■ Text under study:
8. Escape from Alcatraz (1979)
The characters in Orange Is The New Black are in a minimum security prison serving out sentences that, for the most part, seem to be on the shorter side. Most are anxious to return to their lives and loved ones outside of Litchfield, so it’s taken until the second season for the idea of escape and becoming a fugitive to even really be raised. But for Frank Morris (Clint Eastwood), the prospect of escaping from the eponymous notorious island penitentiary is the only alternative to the crushing nature of living and possibly dying there. Based on a true story, Escape from Alcatraz is also an ode to inmate ingenuity, as Frank and his cohorts come up with a plan to break out.
9. I Love You Phillip Morris (2009)
Piper’s on-and-off, behind-bars, and before-them romance with Alex (Laura Prepon) continues to be a central part of her prison experience in Orange Is The New Black. The love story between con man Steven Jay Russell (Jim Carrey) and fellow inmate Phillip Morris (Ewan McGregor) in this 2009 movie is goofier, but no less fraught and dysfunctional. Steven’s deep and genuine feelings for the sweet-natured Phillip don’t stop him from compulsively lying and committing crimes, dragging the two of them in and out of jail to Phillip’s increasing distress.
10. Bronson (2008)
The more we see of the formidable Vee (Lorraine Toussaint), the major new addition to Orange Is The New Black in its second season who shakes up things for all the other inmates, the more it seems like some people are actually best suited for life behind bars. That’s also the case for the title character of Bronson, a career prisoner played by Tom Hardy. This fictionalized portrait of a real man, directed by Drive’s Nicolas Winding Refn, shows Bronson as someone who believes that being an unpredictable, violent criminal is his true calling.

■ Directions for this task: In the prison movie list, who directed Bronson? The data has nothing to do with the prison movie list.

(Referring expression data)
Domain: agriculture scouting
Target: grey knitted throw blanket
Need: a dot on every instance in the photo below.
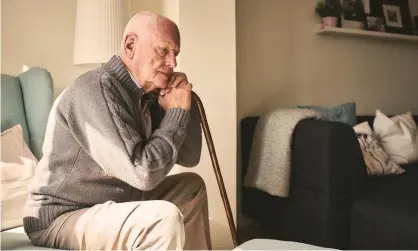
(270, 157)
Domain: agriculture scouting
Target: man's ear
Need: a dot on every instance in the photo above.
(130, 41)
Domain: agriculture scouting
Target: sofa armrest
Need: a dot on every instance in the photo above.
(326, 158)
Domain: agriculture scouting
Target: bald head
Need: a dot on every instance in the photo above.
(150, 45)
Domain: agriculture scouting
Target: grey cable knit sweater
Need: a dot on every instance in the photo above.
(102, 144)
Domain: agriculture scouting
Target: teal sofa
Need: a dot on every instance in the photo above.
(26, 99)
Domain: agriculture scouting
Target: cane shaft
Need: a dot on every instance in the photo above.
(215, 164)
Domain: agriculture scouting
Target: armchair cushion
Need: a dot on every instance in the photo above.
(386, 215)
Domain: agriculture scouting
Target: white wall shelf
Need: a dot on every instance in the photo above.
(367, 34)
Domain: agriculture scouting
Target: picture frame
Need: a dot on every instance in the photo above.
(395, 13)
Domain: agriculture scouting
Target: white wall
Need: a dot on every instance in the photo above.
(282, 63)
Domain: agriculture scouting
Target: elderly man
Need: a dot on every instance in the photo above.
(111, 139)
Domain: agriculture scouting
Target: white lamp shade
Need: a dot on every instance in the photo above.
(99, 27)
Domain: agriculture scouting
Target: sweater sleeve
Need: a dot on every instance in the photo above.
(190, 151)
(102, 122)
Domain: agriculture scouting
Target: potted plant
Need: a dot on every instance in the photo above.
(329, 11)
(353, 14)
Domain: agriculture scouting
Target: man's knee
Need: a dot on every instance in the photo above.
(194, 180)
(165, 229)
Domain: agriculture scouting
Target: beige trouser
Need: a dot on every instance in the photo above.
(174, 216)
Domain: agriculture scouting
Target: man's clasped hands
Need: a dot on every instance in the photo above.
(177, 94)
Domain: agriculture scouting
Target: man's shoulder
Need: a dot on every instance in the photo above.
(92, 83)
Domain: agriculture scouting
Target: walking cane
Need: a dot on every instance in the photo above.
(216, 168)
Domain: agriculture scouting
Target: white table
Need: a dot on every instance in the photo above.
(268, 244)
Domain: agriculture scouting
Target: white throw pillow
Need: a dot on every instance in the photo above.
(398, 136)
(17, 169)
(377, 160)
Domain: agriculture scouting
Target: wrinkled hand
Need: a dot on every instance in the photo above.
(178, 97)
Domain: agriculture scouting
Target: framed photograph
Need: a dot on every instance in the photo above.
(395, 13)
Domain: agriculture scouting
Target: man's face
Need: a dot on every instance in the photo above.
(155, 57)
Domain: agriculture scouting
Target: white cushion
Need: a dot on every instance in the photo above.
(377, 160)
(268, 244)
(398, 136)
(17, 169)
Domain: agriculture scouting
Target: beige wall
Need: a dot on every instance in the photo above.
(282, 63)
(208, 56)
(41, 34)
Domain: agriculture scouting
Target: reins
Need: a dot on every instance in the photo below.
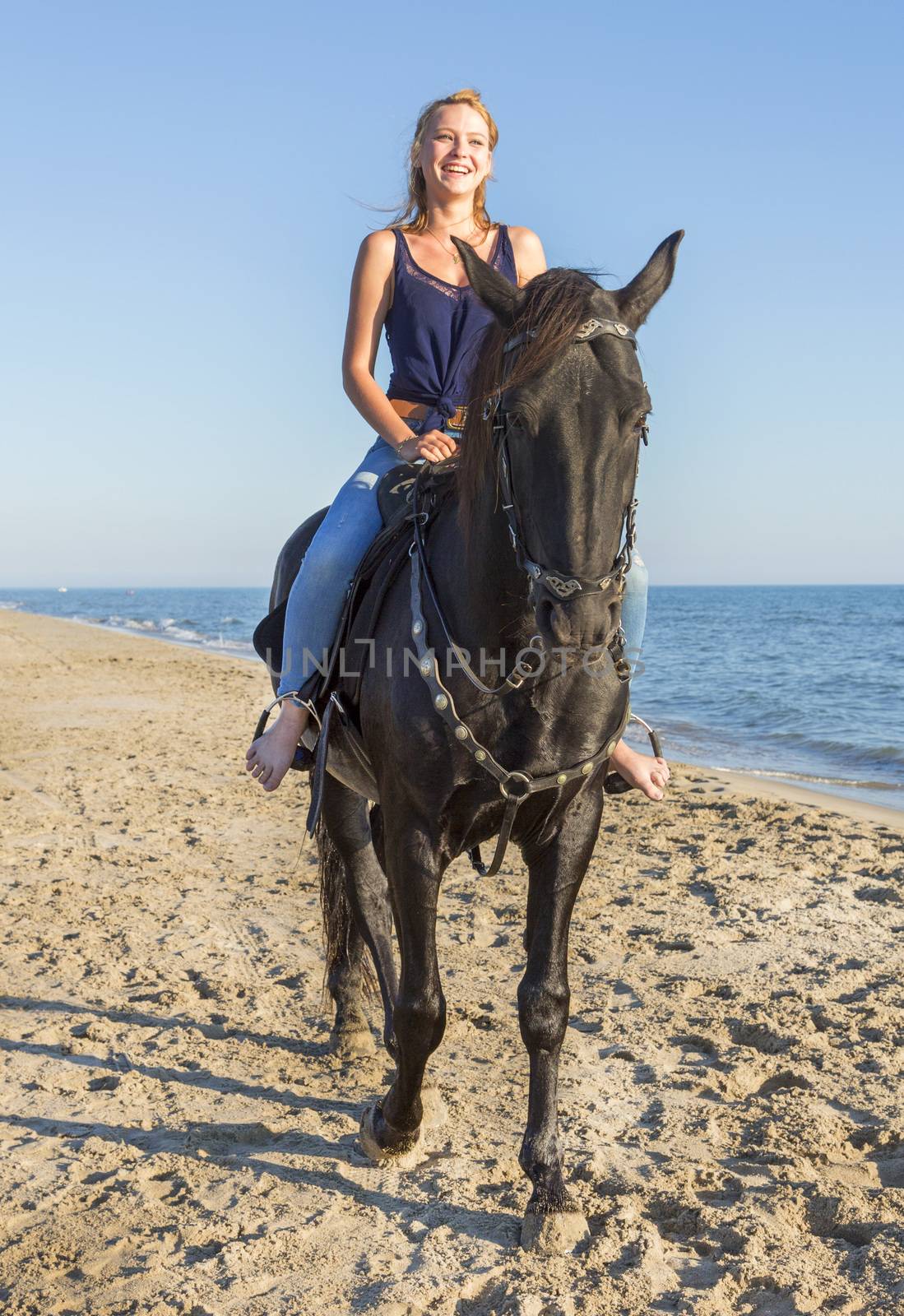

■ Output of the task: Nicolas Winding Refn